Saved data entries

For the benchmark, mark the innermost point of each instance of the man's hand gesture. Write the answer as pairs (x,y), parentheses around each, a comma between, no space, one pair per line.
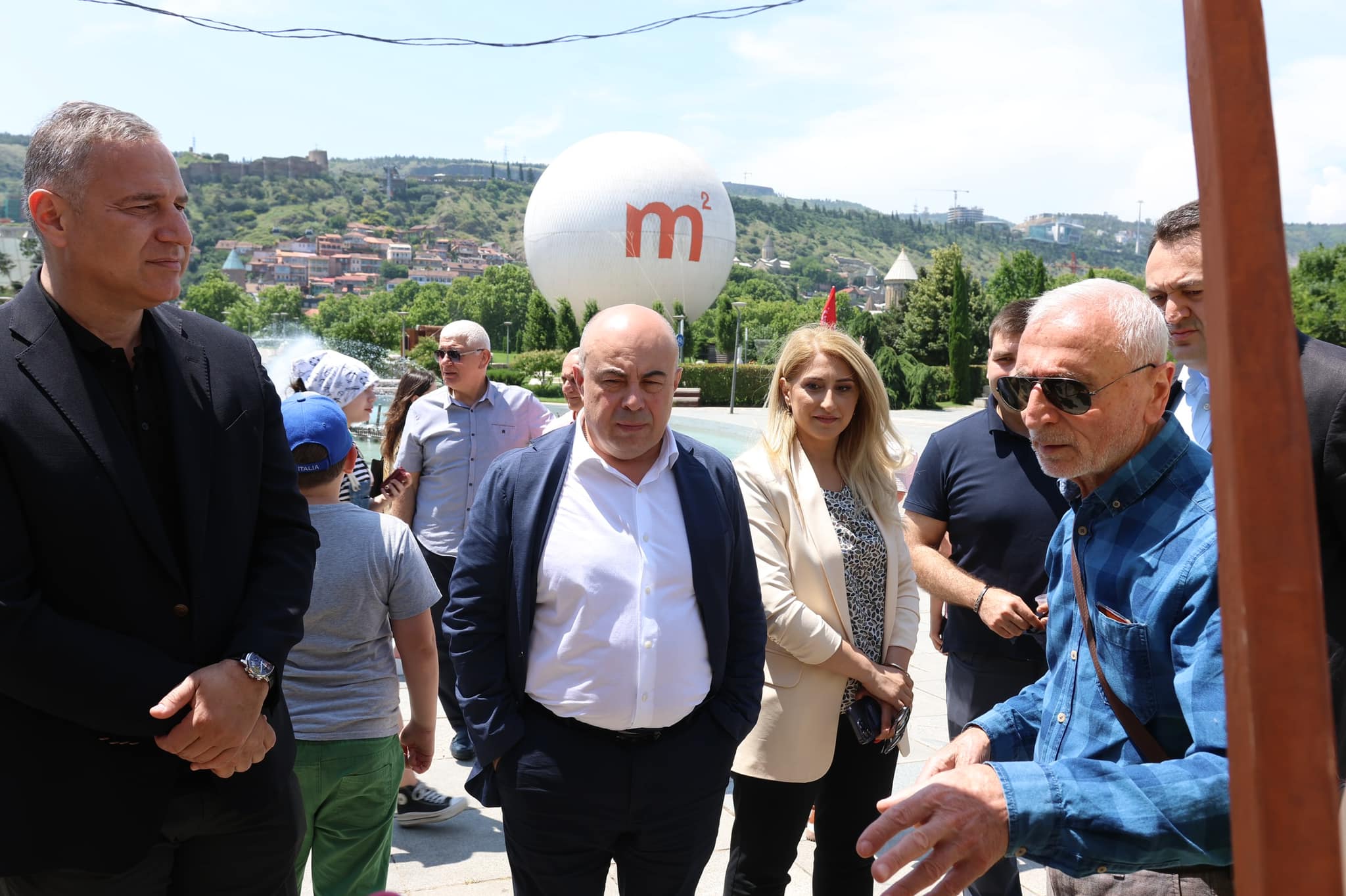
(1007,615)
(959,817)
(225,704)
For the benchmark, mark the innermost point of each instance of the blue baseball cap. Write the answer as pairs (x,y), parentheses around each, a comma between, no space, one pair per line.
(317,420)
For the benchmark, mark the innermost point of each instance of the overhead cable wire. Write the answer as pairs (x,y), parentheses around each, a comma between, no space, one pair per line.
(313,34)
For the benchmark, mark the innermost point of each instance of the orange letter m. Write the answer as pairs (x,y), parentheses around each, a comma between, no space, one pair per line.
(668,218)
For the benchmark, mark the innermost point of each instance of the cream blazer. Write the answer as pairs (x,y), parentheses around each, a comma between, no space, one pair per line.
(804,594)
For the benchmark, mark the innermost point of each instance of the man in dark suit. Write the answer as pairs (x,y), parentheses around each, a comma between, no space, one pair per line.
(1175,284)
(158,556)
(606,623)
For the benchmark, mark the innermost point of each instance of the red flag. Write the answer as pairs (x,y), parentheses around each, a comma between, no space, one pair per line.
(829,311)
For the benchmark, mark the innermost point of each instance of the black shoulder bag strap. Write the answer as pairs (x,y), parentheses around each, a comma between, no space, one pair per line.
(1139,735)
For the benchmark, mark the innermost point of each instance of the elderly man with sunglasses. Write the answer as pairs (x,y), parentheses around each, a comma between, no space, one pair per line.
(452,436)
(1111,770)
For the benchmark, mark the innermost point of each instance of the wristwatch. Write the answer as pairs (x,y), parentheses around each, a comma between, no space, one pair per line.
(258,667)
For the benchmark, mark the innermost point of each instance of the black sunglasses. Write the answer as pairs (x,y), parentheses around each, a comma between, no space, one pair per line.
(1067,395)
(453,354)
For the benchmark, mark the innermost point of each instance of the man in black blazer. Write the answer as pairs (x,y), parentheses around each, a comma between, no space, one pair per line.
(158,556)
(1175,284)
(606,625)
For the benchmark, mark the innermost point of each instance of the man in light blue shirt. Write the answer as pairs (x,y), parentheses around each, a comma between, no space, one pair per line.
(1190,404)
(1054,774)
(452,436)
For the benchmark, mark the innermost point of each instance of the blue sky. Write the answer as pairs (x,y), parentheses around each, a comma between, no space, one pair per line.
(1034,105)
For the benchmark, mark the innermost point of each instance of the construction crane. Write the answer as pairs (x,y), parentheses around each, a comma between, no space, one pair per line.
(940,190)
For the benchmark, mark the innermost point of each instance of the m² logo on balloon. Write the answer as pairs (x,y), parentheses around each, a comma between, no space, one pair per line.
(668,221)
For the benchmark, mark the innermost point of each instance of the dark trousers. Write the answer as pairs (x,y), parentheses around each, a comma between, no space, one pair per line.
(972,685)
(1184,882)
(576,798)
(769,817)
(205,848)
(442,568)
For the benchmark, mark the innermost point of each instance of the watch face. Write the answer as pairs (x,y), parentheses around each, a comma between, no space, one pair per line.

[GIVEN INSTRUCTION]
Reproduce the material above verbatim, every line of it, with the pictures left out.

[FINAL RESULT]
For the benchmark, mark the innermost point of each instance of the man's hand gesture. Write the answer as pairs (x,y), parentheses around each, a comma between, no space, one pair per line.
(1007,615)
(959,817)
(225,704)
For the benchmark, mark the innermost point of each instance of the blue baseball cap. Write the answer as pairs (x,y), parentheses around each, a comma between, no space, one pair per line.
(317,420)
For the benchmark, mark the innermost point of each instance of the overhead cable wire. Write the answer as pairs (x,y), parentheses around each, a comma between, no space, one pair per line.
(313,34)
For the benchmark, mark the innermost point of each instance of the orange letter m. Write the answer as pairs (x,y), parentheses around each, a comma between, no space, one pair per line.
(668,218)
For the benchmark, mark the innermost point of each instance of the cream blazer. Write the answer as pairs (x,y), parentheses around each, a comma between, no space, one pair per line.
(804,594)
For the benchmark, mark the innermost point of each instance of the man in dark suit. Write the answer as pairs (x,y), parentheses around each, a comma between, no space, one pair per line.
(1175,284)
(158,556)
(606,623)
For the benchmark, mark the innermost point of each instance of the red flag. Write the answer as pairs (x,y), parentheses around each, a comma between, no space, one pair per line.
(829,311)
For the benchmark, mark the innermost point of each instance of the black shoulder bag strap. Write the answer as pairs (x,y), parentheses around each, a comma between, no space, one pair per line.
(1139,735)
For the benchmark, mark the innermost point of each instance of the elderly man with sunglasses. Write the answer as pairs (x,y), parentheses around each, a comma between, no space, one pair per line.
(452,436)
(1111,770)
For the benchmark, mark the innermost point of each instance of the wristwatch. Write the answer as pairs (x,y), parentheses around each, a comma between, no space, one pair per line.
(258,667)
For the benchmark, mark the innermost point of each instance of the black sunglasses. Write the answer as pairs (x,y), parentheses around each, a comma between, no space, one pair per line.
(1067,395)
(453,354)
For the benchmark, mark the innermost point of each instance of the man in black blazer. Write the answer as pairs (x,y), parentheses around each, a comma between, no space, one pair per line.
(158,556)
(1175,284)
(606,625)
For the benchmark, mark the innermost point of each instance of the man in light blue shirt. Write the answer as pairs (x,y), parentheses around each, a comma between, no space, one pair per line.
(1190,404)
(1054,774)
(452,436)
For the benchmark, mark the innermost point of each instance of the blue sky. Write the answer as pairs (x,y), parentheses around each, a comma between, no space, one pair per line.
(1034,105)
For the benchmark, mark the innermost point of each instance of the construction crane. Write the answer as pairs (x,y), parentheses around each, a comma between, no space, one pair per line.
(940,190)
For the benchmark, mark the innermost point of each instance of the m² logo on balloon. Write the answer as pairs (x,y), parentheses around each, a comma between, no space, one pair per line.
(668,221)
For the benchmark, mark the innermost point of each instance of the dark trousers. Write the answer as pairs (x,y), parentheses around each, a comma between, no space, one pair per line.
(972,685)
(1184,882)
(576,798)
(769,817)
(205,848)
(442,568)
For the benchmark, mark the innermost point of each instance of the watch face. Write the answer as pairs (x,y), parentheses around each, a comma between, no space, one pair per line.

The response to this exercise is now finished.